▶ OBIETTIVO: Nel brano citato, per quale motivo Jecko_Hee probabilmente non potrà essere presente?

Dunque... io, OKreZ e probabilmente botta stiamo vedendo di organizzarci. Se riesco stasera faccio un salto al velug a sentire anche loro.

----------

## pelon's

Ecco il link del manifesto ... se così si può chiamare ...  :Laughing: 

----------

## Jecko_Hee

Cappero   :Sad:   purtroppo molto probabilmente non ci potrò essere, perchè devo andare all'estero 4 giorni per lavoro. 

Mi dispiace veramente di non esserci. Sarà per un'altra volta.

----------

## m.mascherpa

Ciao a tutti,

non so se potrò essere presente all'incontro ma se mi

fate avere un riassunto dell'iniziativa con date definitive,

orari, luoghi e programma posso pubblicarla sulla GWN!

A presto

----------

## fedeliallalinea

Ragazzi avrei bisogno di sapere che avete deciso (per quelli che ci stavano pensando) cosi' vediamo di dare anche le info a m.mascherpa.

----------

## shev

 *fedeliallalinea wrote:*   

> Ragazzi avrei bisogno di sapere che avete deciso (per quelli che ci stavano pensando) cosi' vediamo di dare anche le info a m.mascherpa.

▶ DATI FORNITI:
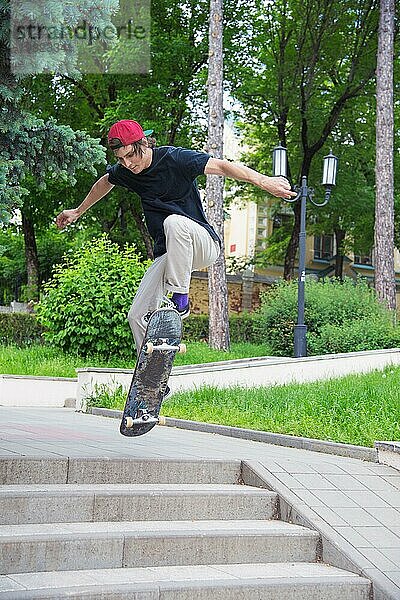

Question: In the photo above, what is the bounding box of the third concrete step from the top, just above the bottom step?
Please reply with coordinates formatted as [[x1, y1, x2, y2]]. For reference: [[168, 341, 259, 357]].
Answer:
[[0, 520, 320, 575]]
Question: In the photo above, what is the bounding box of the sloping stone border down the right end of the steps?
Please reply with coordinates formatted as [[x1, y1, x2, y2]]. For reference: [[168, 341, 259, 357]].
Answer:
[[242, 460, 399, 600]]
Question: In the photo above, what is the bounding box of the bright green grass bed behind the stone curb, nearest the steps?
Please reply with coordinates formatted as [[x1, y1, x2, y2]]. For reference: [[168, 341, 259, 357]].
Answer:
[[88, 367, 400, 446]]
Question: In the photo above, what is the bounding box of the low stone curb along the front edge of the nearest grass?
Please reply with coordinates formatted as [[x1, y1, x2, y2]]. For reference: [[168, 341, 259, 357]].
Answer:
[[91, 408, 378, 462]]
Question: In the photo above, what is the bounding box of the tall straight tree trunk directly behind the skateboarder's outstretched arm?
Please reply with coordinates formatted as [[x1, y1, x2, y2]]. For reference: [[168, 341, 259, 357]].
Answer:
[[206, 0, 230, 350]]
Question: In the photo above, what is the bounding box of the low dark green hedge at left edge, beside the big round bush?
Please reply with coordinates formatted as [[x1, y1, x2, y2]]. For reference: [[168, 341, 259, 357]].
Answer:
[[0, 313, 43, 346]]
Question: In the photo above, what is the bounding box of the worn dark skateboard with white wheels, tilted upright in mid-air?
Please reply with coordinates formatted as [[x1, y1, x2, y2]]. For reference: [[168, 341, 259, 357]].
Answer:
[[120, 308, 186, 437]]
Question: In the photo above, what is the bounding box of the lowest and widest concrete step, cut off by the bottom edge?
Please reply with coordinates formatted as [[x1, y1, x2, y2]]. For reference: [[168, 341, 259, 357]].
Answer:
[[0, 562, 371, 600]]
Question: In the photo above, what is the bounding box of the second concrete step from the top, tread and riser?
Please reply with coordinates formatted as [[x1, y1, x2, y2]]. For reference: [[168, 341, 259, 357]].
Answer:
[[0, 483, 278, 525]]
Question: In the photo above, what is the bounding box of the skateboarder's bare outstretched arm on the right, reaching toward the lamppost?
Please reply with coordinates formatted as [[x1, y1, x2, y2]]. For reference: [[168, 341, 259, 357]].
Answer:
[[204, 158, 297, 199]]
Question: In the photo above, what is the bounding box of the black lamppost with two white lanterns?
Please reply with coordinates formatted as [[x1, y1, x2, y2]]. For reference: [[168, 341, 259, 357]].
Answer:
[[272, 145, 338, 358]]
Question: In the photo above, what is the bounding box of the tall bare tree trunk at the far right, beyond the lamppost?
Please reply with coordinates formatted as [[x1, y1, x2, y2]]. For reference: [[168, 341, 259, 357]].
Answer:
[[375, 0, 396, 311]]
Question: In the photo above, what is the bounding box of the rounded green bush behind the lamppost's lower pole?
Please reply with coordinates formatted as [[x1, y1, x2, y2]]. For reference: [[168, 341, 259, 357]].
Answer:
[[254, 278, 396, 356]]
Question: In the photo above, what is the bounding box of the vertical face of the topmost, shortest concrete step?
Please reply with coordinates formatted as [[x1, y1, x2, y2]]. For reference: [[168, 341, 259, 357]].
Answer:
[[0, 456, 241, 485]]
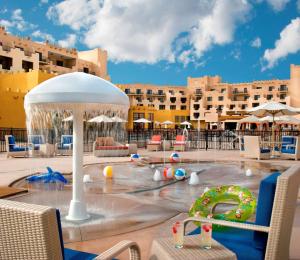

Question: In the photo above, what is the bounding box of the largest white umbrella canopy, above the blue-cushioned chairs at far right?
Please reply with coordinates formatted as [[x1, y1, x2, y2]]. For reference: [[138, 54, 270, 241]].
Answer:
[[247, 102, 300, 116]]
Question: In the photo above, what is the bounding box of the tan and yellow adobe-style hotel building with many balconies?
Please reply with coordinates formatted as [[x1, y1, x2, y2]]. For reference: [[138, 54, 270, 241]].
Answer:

▶ SOLUZIONE SCRITTA: Deve andare all'estero per quattro giorni per lavoro.